**WHAT IS NEEDED**
Convert the data below into a JSON list of strings, one string per line, leaving out blank lines.

**DATASET EXTRACT**

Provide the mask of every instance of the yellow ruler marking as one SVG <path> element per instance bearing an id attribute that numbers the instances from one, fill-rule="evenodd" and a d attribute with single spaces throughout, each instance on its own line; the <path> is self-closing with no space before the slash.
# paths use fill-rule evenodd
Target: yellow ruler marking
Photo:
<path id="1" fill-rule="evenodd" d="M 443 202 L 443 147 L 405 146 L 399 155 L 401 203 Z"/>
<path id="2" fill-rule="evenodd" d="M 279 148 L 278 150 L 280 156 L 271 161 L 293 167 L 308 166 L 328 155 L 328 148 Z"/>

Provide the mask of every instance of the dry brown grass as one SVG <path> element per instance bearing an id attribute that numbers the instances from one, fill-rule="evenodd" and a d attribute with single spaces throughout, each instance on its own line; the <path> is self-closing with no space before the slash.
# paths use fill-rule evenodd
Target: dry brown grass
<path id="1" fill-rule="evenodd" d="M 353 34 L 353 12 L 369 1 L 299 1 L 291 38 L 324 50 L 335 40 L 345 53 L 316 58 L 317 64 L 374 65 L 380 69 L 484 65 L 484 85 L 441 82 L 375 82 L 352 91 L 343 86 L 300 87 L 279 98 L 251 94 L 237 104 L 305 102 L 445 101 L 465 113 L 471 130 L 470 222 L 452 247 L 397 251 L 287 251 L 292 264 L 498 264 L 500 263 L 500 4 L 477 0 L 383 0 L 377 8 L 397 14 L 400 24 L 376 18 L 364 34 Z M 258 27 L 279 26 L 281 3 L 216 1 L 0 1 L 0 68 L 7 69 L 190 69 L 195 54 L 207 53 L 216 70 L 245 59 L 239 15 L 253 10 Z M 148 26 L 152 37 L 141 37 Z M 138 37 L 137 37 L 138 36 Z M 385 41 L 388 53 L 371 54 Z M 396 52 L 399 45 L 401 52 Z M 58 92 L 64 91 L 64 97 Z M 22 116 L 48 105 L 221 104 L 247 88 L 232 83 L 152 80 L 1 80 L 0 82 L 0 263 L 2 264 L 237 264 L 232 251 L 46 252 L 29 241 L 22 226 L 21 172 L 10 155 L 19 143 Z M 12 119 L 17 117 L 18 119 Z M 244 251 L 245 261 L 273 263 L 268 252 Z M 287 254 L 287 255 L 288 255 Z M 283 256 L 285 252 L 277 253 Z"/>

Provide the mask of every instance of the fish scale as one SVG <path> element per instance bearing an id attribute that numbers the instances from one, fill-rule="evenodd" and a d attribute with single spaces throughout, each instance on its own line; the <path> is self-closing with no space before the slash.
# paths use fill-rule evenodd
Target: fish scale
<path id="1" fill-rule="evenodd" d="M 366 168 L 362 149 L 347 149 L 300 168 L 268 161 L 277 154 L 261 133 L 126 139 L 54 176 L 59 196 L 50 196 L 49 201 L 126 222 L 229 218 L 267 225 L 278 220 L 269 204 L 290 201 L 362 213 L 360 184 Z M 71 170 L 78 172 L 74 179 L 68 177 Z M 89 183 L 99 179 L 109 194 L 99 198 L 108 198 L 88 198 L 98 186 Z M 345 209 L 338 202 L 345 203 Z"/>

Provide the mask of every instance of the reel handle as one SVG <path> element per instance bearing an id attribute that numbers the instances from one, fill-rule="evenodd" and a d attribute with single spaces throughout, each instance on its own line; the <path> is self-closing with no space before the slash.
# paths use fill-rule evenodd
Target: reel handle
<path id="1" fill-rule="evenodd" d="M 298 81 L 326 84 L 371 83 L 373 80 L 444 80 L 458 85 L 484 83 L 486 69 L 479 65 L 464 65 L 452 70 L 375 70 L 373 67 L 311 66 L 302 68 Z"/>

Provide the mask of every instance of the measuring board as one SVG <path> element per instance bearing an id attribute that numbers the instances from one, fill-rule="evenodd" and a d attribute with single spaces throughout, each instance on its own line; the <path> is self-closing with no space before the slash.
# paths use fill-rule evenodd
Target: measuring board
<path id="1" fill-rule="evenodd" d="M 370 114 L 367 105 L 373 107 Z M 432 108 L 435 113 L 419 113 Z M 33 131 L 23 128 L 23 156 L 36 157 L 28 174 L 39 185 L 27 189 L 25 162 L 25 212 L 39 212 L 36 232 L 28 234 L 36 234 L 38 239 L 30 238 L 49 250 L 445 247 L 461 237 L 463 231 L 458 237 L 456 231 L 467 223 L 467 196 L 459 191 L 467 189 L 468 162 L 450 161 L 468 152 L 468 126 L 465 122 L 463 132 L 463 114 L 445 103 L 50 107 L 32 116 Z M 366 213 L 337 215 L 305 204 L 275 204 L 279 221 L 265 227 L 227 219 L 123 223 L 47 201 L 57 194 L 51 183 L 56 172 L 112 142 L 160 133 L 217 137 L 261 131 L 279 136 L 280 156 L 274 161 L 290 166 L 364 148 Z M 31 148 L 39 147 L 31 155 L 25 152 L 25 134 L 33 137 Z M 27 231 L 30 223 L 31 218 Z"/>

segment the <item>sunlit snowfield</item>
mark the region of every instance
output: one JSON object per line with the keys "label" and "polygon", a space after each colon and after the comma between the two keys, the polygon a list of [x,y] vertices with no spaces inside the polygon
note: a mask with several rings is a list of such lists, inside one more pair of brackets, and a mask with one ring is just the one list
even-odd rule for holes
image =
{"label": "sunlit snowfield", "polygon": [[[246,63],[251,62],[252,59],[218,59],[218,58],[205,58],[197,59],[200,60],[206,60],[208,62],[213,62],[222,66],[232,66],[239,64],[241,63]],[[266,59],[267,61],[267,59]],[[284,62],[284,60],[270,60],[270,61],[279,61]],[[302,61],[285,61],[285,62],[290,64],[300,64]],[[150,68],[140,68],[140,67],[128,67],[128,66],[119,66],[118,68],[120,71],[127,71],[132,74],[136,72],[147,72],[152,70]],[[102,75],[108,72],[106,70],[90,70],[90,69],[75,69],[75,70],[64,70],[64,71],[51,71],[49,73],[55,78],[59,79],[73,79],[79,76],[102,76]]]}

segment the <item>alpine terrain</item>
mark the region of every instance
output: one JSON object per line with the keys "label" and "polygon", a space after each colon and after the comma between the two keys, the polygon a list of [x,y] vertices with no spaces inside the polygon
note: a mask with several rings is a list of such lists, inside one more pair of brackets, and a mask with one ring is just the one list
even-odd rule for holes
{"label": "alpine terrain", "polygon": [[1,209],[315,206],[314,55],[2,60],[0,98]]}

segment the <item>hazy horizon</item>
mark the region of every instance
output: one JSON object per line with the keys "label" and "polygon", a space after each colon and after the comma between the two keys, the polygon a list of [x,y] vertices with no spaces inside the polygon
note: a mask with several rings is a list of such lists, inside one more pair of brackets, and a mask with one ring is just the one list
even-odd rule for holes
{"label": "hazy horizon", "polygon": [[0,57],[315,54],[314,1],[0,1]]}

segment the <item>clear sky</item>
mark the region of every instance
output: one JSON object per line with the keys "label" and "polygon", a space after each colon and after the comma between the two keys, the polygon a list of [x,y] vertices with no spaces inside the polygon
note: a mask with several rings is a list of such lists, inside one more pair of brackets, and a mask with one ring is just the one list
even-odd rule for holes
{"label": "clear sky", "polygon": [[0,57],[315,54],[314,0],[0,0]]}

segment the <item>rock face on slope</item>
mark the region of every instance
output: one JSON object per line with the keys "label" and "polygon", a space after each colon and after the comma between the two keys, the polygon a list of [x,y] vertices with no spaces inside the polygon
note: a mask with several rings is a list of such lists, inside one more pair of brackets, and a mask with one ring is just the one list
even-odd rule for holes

**EXERCISE OUTPUT**
[
  "Provide the mask of every instance of the yellow ruler marking as one SVG <path> element per instance bearing an id attribute that numbers the instances from one, fill-rule=\"evenodd\" and a d attribute with single spaces throughout, each instance on its own line; the <path> is self-closing with no space before the slash.",
  "# paths use fill-rule evenodd",
  "Target: yellow ruler marking",
  "Photo:",
  "<path id=\"1\" fill-rule=\"evenodd\" d=\"M 443 202 L 443 147 L 405 146 L 399 155 L 401 203 Z\"/>",
  "<path id=\"2\" fill-rule=\"evenodd\" d=\"M 279 148 L 278 150 L 280 156 L 271 161 L 293 167 L 308 166 L 328 155 L 328 148 Z\"/>",
  "Provide the mask of every instance of the dry brown grass as one SVG <path> element per instance bearing an id attribute that numbers the instances from one, fill-rule=\"evenodd\" and a d attribute with single spaces throughout, each instance on its own line; the <path> is self-closing with no space before the slash.",
  "# paths use fill-rule evenodd",
  "Target: dry brown grass",
  "<path id=\"1\" fill-rule=\"evenodd\" d=\"M 353 34 L 353 12 L 369 1 L 299 1 L 291 38 L 324 50 L 335 40 L 345 53 L 316 58 L 317 64 L 374 65 L 380 69 L 484 65 L 484 85 L 441 82 L 375 82 L 352 91 L 343 86 L 300 87 L 279 98 L 251 94 L 237 104 L 305 102 L 445 101 L 465 113 L 471 130 L 470 222 L 452 247 L 397 251 L 287 251 L 292 264 L 498 264 L 500 263 L 500 4 L 477 0 L 383 0 L 377 8 L 397 14 L 400 24 L 376 18 L 364 34 Z M 258 27 L 279 26 L 281 3 L 216 1 L 0 1 L 0 68 L 7 69 L 190 69 L 195 54 L 207 53 L 216 70 L 245 59 L 239 15 L 253 10 Z M 148 26 L 152 37 L 141 37 Z M 138 37 L 137 37 L 138 36 Z M 385 41 L 388 53 L 371 54 Z M 396 52 L 399 45 L 401 52 Z M 58 92 L 64 91 L 64 97 Z M 22 116 L 48 105 L 221 104 L 247 88 L 232 83 L 152 80 L 1 80 L 0 82 L 0 263 L 2 264 L 237 264 L 232 251 L 46 252 L 29 241 L 22 226 L 21 172 L 10 155 L 19 143 Z M 12 119 L 17 117 L 18 119 Z M 244 251 L 245 261 L 273 263 L 268 252 Z M 287 254 L 287 255 L 288 255 Z M 283 256 L 285 252 L 277 253 Z\"/>",
  "Provide the mask of every instance of the fish scale as one SVG <path> element per instance bearing an id attribute that numbers the instances from one, fill-rule=\"evenodd\" and a d attribute with single spaces throughout, each instance on its own line; the <path> is self-closing with no space before the slash.",
  "# paths use fill-rule evenodd",
  "Target: fish scale",
  "<path id=\"1\" fill-rule=\"evenodd\" d=\"M 366 168 L 362 149 L 347 149 L 300 168 L 268 161 L 277 154 L 261 133 L 126 139 L 54 176 L 59 196 L 50 196 L 49 201 L 126 222 L 229 218 L 267 225 L 278 220 L 269 204 L 290 201 L 362 213 L 360 184 Z M 71 170 L 78 172 L 74 179 L 68 177 Z M 89 183 L 99 179 L 109 194 L 99 198 L 108 198 L 88 198 L 98 186 Z M 345 209 L 338 202 L 345 203 Z\"/>",
  "Provide the mask of every instance of the reel handle as one SVG <path> element per instance bearing an id attribute that numbers the instances from one, fill-rule=\"evenodd\" and a d attribute with single spaces throughout, each instance on its own line; the <path> is self-closing with no space before the slash.",
  "# paths use fill-rule evenodd",
  "Target: reel handle",
  "<path id=\"1\" fill-rule=\"evenodd\" d=\"M 298 81 L 326 84 L 371 83 L 373 80 L 444 80 L 458 85 L 484 83 L 486 69 L 479 65 L 464 65 L 452 70 L 375 70 L 373 67 L 311 66 L 302 68 Z\"/>",
  "Provide the mask of every instance of the measuring board as one SVG <path> element per instance bearing an id attribute that numbers the instances from one, fill-rule=\"evenodd\" and a d attribute with single spaces throughout, each instance on its own line; the <path> is self-closing with no space before the slash.",
  "# paths use fill-rule evenodd",
  "Target: measuring board",
  "<path id=\"1\" fill-rule=\"evenodd\" d=\"M 370 114 L 367 105 L 373 107 Z M 432 108 L 435 113 L 419 113 Z M 33 131 L 23 128 L 23 156 L 36 157 L 28 174 L 39 185 L 27 189 L 25 162 L 25 212 L 39 212 L 36 232 L 28 234 L 36 234 L 38 239 L 30 238 L 49 250 L 445 247 L 461 237 L 463 231 L 458 237 L 456 231 L 467 223 L 467 196 L 459 191 L 467 189 L 468 162 L 450 161 L 468 152 L 468 126 L 465 122 L 463 132 L 463 114 L 445 103 L 50 107 L 32 116 Z M 366 213 L 337 215 L 305 204 L 275 204 L 279 221 L 265 227 L 227 219 L 123 223 L 47 201 L 57 194 L 51 183 L 56 172 L 112 142 L 160 133 L 217 137 L 261 131 L 279 136 L 280 156 L 274 161 L 290 166 L 364 148 Z M 31 148 L 39 147 L 31 155 L 25 152 L 25 134 L 33 137 Z M 27 231 L 30 223 L 31 218 Z\"/>",
  "segment the <item>sunlit snowfield</item>",
  "mark the region of every instance",
  "output: one JSON object per line with the keys \"label\" and \"polygon\", a space after each colon and after the comma between the two keys, the polygon a list of [x,y] vertices with no spaces inside the polygon",
  "note: a mask with several rings is a list of such lists, inside one more pair of brackets, and a mask with one ring is just the one list",
  "even-odd rule for holes",
  "image =",
  "{\"label\": \"sunlit snowfield\", \"polygon\": [[[246,63],[251,62],[252,59],[218,59],[218,58],[205,58],[197,59],[200,60],[206,60],[208,62],[213,62],[222,66],[232,66],[239,64],[241,63]],[[266,59],[267,61],[267,59]],[[284,62],[284,60],[270,60],[270,61],[279,61]],[[302,61],[285,61],[285,62],[290,64],[300,64]],[[150,68],[140,68],[140,67],[128,67],[128,66],[119,66],[118,68],[120,71],[127,71],[132,74],[136,72],[147,72],[152,70]],[[102,75],[108,72],[106,70],[90,70],[90,69],[75,69],[75,70],[64,70],[64,71],[51,71],[49,73],[55,78],[59,79],[73,79],[79,76],[102,76]]]}",
  "segment the <item>alpine terrain</item>",
  "mark the region of every instance",
  "output: one JSON object per line with the keys \"label\" and \"polygon\", a space after each colon and after the comma between the two keys, the polygon a list of [x,y] vertices with no spaces inside the polygon",
  "note: a mask with several rings is a list of such lists, inside one more pair of brackets, and a mask with one ring is just the one list",
  "even-odd rule for holes",
  "{\"label\": \"alpine terrain\", \"polygon\": [[1,209],[315,206],[314,55],[2,60],[0,98]]}",
  "segment the <item>hazy horizon</item>",
  "mark the region of every instance",
  "output: one JSON object per line with the keys \"label\" and \"polygon\", a space after each colon and after the comma between the two keys, the polygon a list of [x,y] vertices with no spaces inside the polygon",
  "note: a mask with several rings is a list of such lists, inside one more pair of brackets, and a mask with one ring is just the one list",
  "even-odd rule for holes",
  "{\"label\": \"hazy horizon\", \"polygon\": [[0,57],[315,54],[314,1],[0,1]]}",
  "segment the <item>clear sky</item>",
  "mark the region of every instance",
  "output: one JSON object per line with the keys \"label\" and \"polygon\", a space after each colon and after the comma between the two keys, the polygon a list of [x,y] vertices with no spaces inside the polygon",
  "note: a mask with several rings is a list of such lists, inside one more pair of brackets, and a mask with one ring is just the one list",
  "even-odd rule for holes",
  "{\"label\": \"clear sky\", \"polygon\": [[0,57],[315,54],[314,0],[0,0]]}",
  "segment the <item>rock face on slope</item>",
  "mark the region of every instance",
  "output: one JSON object per line with the keys \"label\" and \"polygon\", a space after each colon and after the comma between the two keys, the polygon a list of [x,y] vertices with no spaces inside the polygon",
  "note: a mask with several rings is a list of such lists, inside one more pair of brackets, and a mask with one ring is just the one list",
  "even-odd rule for holes"
]